=== Page text ===
______

How We Built Our Edge Processing Pipeline

By Alex Rivera · March 28, 2026 · 12 min read

Why Edge Processing?
Architecture Overview
The 16-Stage Pipeline
Caching Strategy
Lessons Learned

When we set out to build ListenLayer's analytics infrastructure, we faced a fundamental choice: process events in the cloud (like most analytics tools) or process them at the edge. We chose the edge, and it changed everything.

Why Edge Processing?

Traditional analytics follows a simple path: browser sends event to server, server stores it, server processes it later. This works, but it introduces latency for real-time features and requires sending raw, unenriched data to the cloud.

The edge is where the browser meets the server. It's the perfect place to enrich, classify, and route events before they ever reach your data warehouse.

By processing at the edge, we can:

Enrich events with geographic, device, and bot detection data in under 50ms
Evaluate trigger rules and fire data actions before the response goes back to the browser
Apply consent decisions immediately, never sending unconsented data to the cloud
Classify pages and forms in real-time using cached AI classifications

Architecture Overview

Our edge layer runs on Cloudflare Workers — JavaScript functions deployed to 300+ data centers worldwide. Each event is processed by the nearest Worker, typically within 20km of the visitor.

Browser → Cloudflare Edge (50ms) → GCP Data Warehouse
           ├── Validate & consent check
           ├── Identity resolution
           ├── Page/form classification (KV cache)

______

=== Items from a dataset ===
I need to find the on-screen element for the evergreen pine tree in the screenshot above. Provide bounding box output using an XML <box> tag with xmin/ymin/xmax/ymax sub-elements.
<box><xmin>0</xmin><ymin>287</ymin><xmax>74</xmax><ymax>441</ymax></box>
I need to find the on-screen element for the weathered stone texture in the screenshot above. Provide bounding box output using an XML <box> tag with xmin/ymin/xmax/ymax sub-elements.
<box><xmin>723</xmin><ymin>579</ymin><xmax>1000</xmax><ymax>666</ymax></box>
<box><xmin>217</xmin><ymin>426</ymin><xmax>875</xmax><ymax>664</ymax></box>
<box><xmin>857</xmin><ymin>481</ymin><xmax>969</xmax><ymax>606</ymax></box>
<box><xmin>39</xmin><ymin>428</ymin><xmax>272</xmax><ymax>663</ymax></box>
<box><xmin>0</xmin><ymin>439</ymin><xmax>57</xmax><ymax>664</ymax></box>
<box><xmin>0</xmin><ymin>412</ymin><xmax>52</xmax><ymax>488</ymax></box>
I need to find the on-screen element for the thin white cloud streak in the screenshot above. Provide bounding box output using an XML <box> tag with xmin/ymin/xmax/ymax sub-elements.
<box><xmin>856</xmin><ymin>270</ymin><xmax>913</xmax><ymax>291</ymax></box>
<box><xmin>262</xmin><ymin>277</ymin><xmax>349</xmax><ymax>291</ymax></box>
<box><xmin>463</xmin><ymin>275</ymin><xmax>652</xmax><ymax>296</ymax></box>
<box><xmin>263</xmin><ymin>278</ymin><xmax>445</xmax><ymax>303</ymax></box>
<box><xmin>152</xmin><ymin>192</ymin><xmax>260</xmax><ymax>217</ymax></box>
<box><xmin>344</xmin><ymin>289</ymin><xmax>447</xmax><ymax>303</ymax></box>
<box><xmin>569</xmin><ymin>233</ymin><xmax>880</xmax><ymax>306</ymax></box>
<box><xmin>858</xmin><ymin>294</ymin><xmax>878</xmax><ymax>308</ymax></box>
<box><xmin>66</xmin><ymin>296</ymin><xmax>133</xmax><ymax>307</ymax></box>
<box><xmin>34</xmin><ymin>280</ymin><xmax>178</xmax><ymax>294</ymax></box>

______

=== Written tasks ===
A. Decide whether each statement agrees with the edge processing post, answering yes or no and quoting the words of the post that settle it: (i) The Workers are deployed to more than 300 data centers worldwide. (ii) Events are enriched with geographic, device, and bot detection data in under 50ms. (iii) Unconsented data is sent to the cloud and filtered out there.
B. Reproduce the passage of the edge processing post starting with "Traditional analytics follows" and going on through "to the cloud.".
C. List every section title in the list of sections that appears near the top of the edge processing post.
The data shown here has no connection to the edge processing post.

=== Answers to the exercise ===
A.
(i) Yes: "JavaScript functions deployed to 300+ data centers worldwide"
(ii) Yes: "Enrich events with geographic, device, and bot detection data in under 50ms"
(iii) No: "Apply consent decisions immediately, never sending unconsented data to the cloud"

B.
Traditional analytics follows a simple path: browser sends event to server, server stores it, server processes it later. This works, but it introduces latency for real-time features and requires sending raw, unenriched data to the cloud.

C.
Why Edge Processing?
Architecture Overview
The 16-Stage Pipeline
Caching Strategy
Lessons Learned